-------- Source text

Charles Grymes or Grimes (October 10, 1693 – December 1, 1743) was Virginia planter and politician who represented Richmond County on Virginia's Northern Neck in the House of Burgesses (1728–1734).

Early life and education

The younger of two sons born to the former Alice Townley (1675–1710) of Gloucester County and her husband John Grymes  (1660–1709). He had an elder brother also John Grymes (1691–1749) and sisters Anne (1689–1730; who never married) and Elizabeth Lucy Grymes (1692–1750) who married John Holcomb, and whose son (also John Holcombe) would serve in the House of Virginia Delegates. Their father built a plantation called "Grymesby" in Middlesex County. Their grandfather Rev. Chales Grymes (1612–1661) had emigrated from Kent, England to become rector of Hampton parish in York County in 1645, and had two sons and a daughter, as well as occasionally preached at what became North Farnham Parish in 1783 (previously Farnham parish of then-vast Rappahannock County. This boy received a private education appropriate to his class, and also attended the College of William and Mary in 1705. His brother John, who inherited Grymesby, would also represent Middlesex County in the House of Burgesses before being appointed to the Governor's Council.

----------------
-------- Given material

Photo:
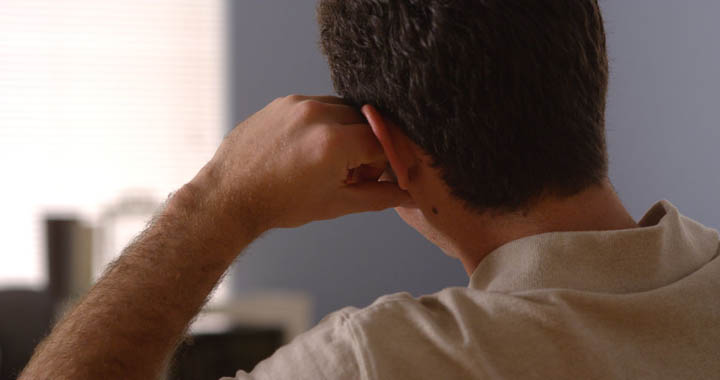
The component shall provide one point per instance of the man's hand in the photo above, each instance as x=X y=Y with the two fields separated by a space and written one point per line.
x=300 y=159
x=297 y=160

----------------

**Work instructions**:
1. Answer these questions from the Charles Grymes biography, each on its own line:
(a) Which county did Charles Grymes represent in the House of Burgesses?
(b) What was the plantation his father built called?
(c) In what year did he attend the College of William and Mary?
2. Rewrite the passage of the Charles Grymes biography starting at "Charles Grymes or" and ending at "of Burgesses (1728–1734).", putting "landowner" in place of "planter".
3. Carry on writing the Charles Grymes biography from the point where it stops.
The listing comes from a different source than the biography of Charles Grymes.

**Results in order**:
1.
(a) Richmond County
(b) Grymesby
(c) 1705

2.
Charles Grymes or Grimes (October 10, 1693 – December 1, 1743) was Virginia landowner and politician who represented Richmond County on Virginia's Northern Neck in the House of Burgesses (1728–1734).

3.
Meanwhile, Charles Grymes married Frances Jenings, daughter of Edmund Jenings, a member of the Virginia Governor's Council. Two of their daughters married powerful planters. Frances Grymes would marry Philip Ludwell III, a merchant and planter who would sit in both houses of the Virginia General Assembly before moving to England. Her sister Lucy Grymes married Henry Lee. And Sarah Grymes (1738–1764) married John Reynolds.

Career

Grymes ultimately inherited Morattico plantation in Richmond County, Virginia, as well as about 1000 acres at the headwaters of the Rappahanock River in what became Rappahannock County. Grymes becames the Richmond County sheriff in 1724–1725. Richmond County voters elected him as one of their two representatives in the House of Burgesses in 1728, for the session that lasted until 1734, when they replaced both burgesses by J. Woodbridge and William Fantleroy.

Death and legacy

Grymes died intestate in 1743 and his son in law Philip Ludlow was appointed as executor of his estate.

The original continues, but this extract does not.